▸ SOURCE DOCUMENT
OCS Monopoly Favours Big Business 

OCS Monopoly Leads to Product Shortages

The OCS monopoly is favouring big business over smaller retailers. Whether intentional or not, that is the direct consequence of having a single monopoly distributor.

Larger retailers have been able to move their supply from slower-volume stores in smaller communities to higher-volume ones in the city.

Small businesses cannot do that. They are at a competitive disadvantage but not due to poor business decisions on their part. They’re losing thousands because of a cyberattack on the government distributor.

It’s similar to the Chinese-style authoritarian lockdowns Western leaders imposed on the populace in 2020 and 2021. The intent may have been “public health,” but the result was small businesses shutting their doors forever. At the same time, large companies like Amazon made record profits.

As economist Thomas Sowell wrote, “Much of the social history of the Western world over the past three decades has involved replacing what worked with what sounded good.”

What works is private enterprise. What works is entrepreneurs competing with each other for customers. And with private property rights. The ability to conduct your business without some government bureaucrat breathing down your neck.

▸ CHECK YOUR UNDERSTANDING
1) In the piece on the OCS monopoly, what have larger retailers been able to do with their supply?
2) Sum up the piece on the OCS monopoly in two sentences.
3) Carry on the piece on the OCS monopoly from its last sentence.

▸ EXTRACTED ENTRIES
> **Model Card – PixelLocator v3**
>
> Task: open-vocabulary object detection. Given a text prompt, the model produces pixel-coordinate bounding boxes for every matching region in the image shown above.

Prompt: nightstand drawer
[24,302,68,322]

▸ RESULTS OF THE TASKS
1) They have moved it from slower-volume stores in smaller communities to higher-volume ones in the city.

2) Having a single monopoly distributor favors big business, since larger retailers can shift supply to busy city stores while small businesses cannot and are losing thousands because of a cyberattack on the government distributor. The writer likens this to the 2020 and 2021 lockdowns, which shut small businesses while companies like Amazon made record profits, and argues that what works is private enterprise and competition.

3)
But when it comes to cannabis, Ontario went with what they thought sounded good. Government regulation, government distribution and government health and safety.

Or, to quote Sowell again, “It is hard to imagine a more stupid or more dangerous way of making decisions than by putting those decisions in the hands of people who pay no price for being wrong.” 

The OCS will pay no price for this cyberattack. No one is losing their job. If anything, they’ll receive more taxpayer money to fend off future cyberattacks. 

Solutions to the OCS Monopoly 

Nima Derak of Leafythings calls the latest OCS cyberattack “disastrous.”

“Local Canadian cannabis growers and farmers have made up the independent supply chain for 40+ years,” she said. “They are members of the public, they are Canadians, and they have been neglected and removed from the current process. Canada is to marijuana cultivation as Belgium is to chocolate. Over-regulation and financial barriers coupled with monopolization of the cannabis supply chain in Ontario is causing major distress to independent Canadian growers and retailers and is locking them out from operating successfully.”

Adding, “The role of government should be held to regulating cannabis, not creating an unnecessary role as the distribution middle man.”

“It is not in the benefit of the Canadian taxpayer to take an industry that already existed, ignore it, and put a new system in place that ignores the other 50% of consumers. Let’s call it as it is: the OCS as the sole monopoly distributor and online store has acted only as another broken and redundant arm of the government.”

Nima Derak said she’d like to see a system where companies order directly from independent manufacturers. She says a system resembling how grocers get their food should be the goal. Some food goods come from the manufacturer. Others come from various, multiple, and competitive food centres.

“There is no way to put this in a politically correct fashion,” Derak says. “Cannabis is proven to be safer than many non-regulated household goods and medications, and it is time we start acknowledging this.”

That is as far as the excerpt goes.